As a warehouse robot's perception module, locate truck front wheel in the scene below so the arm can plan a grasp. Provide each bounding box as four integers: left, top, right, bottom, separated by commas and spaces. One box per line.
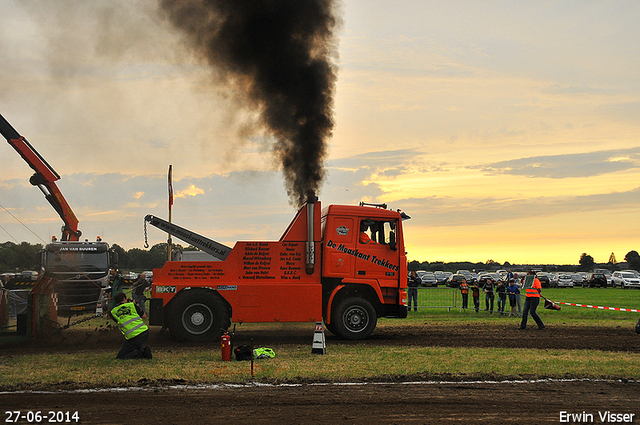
332, 297, 378, 340
169, 289, 231, 342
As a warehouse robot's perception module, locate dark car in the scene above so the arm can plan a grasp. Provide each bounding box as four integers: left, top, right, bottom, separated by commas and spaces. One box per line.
582, 273, 607, 288
446, 274, 467, 288
536, 273, 551, 288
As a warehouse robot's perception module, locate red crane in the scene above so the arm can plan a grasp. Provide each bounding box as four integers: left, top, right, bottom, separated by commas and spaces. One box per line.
0, 114, 82, 241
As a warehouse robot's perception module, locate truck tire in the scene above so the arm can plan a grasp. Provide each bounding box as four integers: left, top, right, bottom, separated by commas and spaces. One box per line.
332, 297, 378, 340
169, 289, 231, 342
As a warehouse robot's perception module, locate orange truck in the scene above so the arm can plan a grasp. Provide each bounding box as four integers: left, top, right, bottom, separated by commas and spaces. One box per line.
145, 196, 409, 341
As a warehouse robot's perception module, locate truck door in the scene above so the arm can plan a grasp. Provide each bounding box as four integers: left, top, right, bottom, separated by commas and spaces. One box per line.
355, 219, 400, 287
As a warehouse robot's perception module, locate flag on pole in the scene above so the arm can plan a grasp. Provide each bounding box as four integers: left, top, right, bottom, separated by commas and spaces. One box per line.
169, 165, 173, 208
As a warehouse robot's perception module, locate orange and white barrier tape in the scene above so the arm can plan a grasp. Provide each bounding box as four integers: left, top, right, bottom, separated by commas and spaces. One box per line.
554, 301, 640, 313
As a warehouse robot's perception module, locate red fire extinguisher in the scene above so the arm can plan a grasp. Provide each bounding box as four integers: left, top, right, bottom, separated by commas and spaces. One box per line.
222, 332, 231, 362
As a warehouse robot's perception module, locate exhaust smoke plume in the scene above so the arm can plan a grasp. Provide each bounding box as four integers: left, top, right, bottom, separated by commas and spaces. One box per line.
161, 0, 337, 206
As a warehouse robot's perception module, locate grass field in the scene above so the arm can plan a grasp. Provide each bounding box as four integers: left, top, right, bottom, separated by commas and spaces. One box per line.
0, 288, 640, 389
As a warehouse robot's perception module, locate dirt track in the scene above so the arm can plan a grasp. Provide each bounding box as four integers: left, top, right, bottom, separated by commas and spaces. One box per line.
0, 321, 640, 424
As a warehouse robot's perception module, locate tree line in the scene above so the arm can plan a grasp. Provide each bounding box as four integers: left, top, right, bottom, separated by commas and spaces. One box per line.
0, 242, 196, 273
5, 242, 640, 273
409, 251, 640, 272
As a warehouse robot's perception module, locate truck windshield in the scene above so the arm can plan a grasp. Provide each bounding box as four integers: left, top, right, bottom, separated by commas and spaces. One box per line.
46, 252, 109, 273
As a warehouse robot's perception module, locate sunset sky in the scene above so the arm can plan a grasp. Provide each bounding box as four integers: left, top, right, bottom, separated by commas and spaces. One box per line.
0, 0, 640, 264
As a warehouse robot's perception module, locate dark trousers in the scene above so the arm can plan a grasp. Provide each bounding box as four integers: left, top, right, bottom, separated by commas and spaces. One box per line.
520, 297, 544, 329
407, 288, 418, 311
116, 330, 149, 360
484, 292, 495, 311
498, 293, 507, 313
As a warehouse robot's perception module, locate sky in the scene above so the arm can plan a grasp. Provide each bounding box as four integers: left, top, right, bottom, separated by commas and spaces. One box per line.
0, 0, 640, 264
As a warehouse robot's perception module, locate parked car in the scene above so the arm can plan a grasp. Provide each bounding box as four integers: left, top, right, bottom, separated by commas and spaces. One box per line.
422, 273, 438, 286
582, 273, 607, 288
456, 270, 476, 283
433, 271, 453, 283
571, 274, 584, 286
556, 274, 582, 288
446, 274, 470, 288
536, 273, 551, 288
611, 272, 640, 289
20, 270, 38, 281
593, 269, 613, 286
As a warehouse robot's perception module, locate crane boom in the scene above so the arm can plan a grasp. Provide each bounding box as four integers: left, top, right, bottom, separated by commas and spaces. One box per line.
144, 214, 231, 261
0, 114, 82, 241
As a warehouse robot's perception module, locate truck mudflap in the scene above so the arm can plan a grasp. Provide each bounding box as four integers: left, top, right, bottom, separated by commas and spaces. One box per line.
384, 304, 408, 319
149, 298, 164, 326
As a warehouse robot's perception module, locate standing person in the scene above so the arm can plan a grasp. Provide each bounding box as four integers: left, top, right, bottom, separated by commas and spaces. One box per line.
515, 275, 524, 316
518, 270, 545, 329
407, 270, 421, 311
496, 280, 507, 314
507, 279, 520, 317
471, 282, 480, 313
460, 279, 469, 309
109, 292, 152, 360
131, 273, 151, 314
109, 269, 124, 311
482, 278, 495, 314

» **Work to complete**
Copy the items word for word, from their beginning through the line holding "145, 196, 409, 341", with both ends included and the pictures omitted.

» **Response**
As a warehouse robot's perception module, locate truck front wheel in the scene below so the arm can plan a grasp. Provide each bounding box as four integers: left, top, right, bottom, separated by commas and spaces. One box per line.
332, 297, 378, 340
169, 289, 231, 342
As a warehouse robot's perception module, locate dark car in the scene above so the arm can plan a grasp. Provide each bounding box as four integers: left, top, right, bottom, separated by commas and spaces. One box per line.
582, 273, 607, 288
446, 274, 467, 288
536, 273, 551, 288
As a warehouse robot's perception module, locate red crane in the scene above so the arm can plan a grasp. Provide each bounding box as four integers: left, top, right, bottom, separated by commas and spaces. One box per line.
0, 114, 82, 241
As a warehouse robot's perception module, locate truck tire in the scene above so the arm can plan a grasp. Provide each bounding box as four integers: left, top, right, bottom, separated by commas and spaces. One box per line.
332, 297, 378, 340
169, 289, 231, 342
As a warehouse robot's perception module, locate orange truck in the scene above so the arm can plan a grasp. Provide each bounding box as four integers: left, top, right, bottom, separated by commas and spaces. One box per line.
145, 196, 409, 341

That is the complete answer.